Data provided:

┌──

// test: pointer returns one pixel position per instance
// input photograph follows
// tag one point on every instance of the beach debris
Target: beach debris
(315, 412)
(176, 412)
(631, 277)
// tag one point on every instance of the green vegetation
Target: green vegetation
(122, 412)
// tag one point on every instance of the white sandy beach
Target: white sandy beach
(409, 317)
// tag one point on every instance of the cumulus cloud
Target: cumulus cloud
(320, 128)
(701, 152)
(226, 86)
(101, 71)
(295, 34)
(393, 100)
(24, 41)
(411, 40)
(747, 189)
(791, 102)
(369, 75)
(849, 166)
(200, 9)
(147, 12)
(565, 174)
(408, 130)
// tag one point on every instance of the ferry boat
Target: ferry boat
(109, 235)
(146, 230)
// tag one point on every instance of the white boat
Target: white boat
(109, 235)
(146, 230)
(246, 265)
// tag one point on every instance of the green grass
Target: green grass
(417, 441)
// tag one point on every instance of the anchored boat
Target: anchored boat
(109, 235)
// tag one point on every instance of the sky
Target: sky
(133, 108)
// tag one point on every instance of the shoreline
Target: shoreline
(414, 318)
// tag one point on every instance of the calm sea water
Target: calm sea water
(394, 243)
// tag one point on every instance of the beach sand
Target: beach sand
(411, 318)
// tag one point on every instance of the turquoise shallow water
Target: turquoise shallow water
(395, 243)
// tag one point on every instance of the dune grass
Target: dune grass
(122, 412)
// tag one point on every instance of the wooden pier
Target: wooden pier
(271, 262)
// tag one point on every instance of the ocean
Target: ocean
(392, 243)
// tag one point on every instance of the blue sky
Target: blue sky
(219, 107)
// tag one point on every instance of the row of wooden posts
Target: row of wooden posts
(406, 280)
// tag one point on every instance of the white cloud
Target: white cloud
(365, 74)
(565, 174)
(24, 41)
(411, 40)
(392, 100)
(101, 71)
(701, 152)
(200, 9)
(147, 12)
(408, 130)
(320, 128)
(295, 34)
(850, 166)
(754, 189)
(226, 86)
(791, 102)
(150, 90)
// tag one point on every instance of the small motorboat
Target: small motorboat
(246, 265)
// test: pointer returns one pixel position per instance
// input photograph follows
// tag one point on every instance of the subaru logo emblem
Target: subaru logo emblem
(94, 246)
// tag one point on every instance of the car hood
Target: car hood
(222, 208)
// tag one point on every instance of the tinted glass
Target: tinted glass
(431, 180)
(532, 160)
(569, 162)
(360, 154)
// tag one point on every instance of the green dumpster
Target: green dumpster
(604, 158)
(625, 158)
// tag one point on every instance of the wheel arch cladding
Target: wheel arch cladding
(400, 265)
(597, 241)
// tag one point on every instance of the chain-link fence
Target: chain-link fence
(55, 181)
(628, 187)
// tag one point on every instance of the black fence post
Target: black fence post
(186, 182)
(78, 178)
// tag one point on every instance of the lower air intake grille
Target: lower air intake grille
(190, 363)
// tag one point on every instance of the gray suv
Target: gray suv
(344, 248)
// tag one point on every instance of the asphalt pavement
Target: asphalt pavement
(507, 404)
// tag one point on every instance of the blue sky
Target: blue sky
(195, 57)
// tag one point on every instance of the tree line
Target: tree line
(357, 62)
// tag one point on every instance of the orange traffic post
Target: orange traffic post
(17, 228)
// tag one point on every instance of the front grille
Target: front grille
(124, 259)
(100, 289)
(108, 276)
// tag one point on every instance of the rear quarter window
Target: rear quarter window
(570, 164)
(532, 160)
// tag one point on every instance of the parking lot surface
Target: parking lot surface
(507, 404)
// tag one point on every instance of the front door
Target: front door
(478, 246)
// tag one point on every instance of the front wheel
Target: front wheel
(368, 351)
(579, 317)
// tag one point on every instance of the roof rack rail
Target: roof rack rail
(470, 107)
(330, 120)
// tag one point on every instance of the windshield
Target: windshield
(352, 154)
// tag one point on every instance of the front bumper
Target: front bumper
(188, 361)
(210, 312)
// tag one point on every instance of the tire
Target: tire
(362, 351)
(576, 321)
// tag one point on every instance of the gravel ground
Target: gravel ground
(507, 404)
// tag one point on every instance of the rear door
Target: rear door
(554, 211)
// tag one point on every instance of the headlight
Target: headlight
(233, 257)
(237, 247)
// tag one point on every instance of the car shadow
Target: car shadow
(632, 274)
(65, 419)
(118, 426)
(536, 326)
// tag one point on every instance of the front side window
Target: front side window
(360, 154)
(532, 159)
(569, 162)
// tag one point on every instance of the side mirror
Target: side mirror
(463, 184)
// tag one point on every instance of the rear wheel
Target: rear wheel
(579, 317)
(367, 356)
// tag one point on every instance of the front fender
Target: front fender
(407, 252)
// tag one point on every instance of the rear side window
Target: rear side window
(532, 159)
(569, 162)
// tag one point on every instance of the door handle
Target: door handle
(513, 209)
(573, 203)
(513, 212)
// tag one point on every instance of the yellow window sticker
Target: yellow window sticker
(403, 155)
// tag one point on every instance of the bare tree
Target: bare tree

└──

Task objective: Within the records, count the lines that include the word "bare". Answer with the number only.

Final answer: 2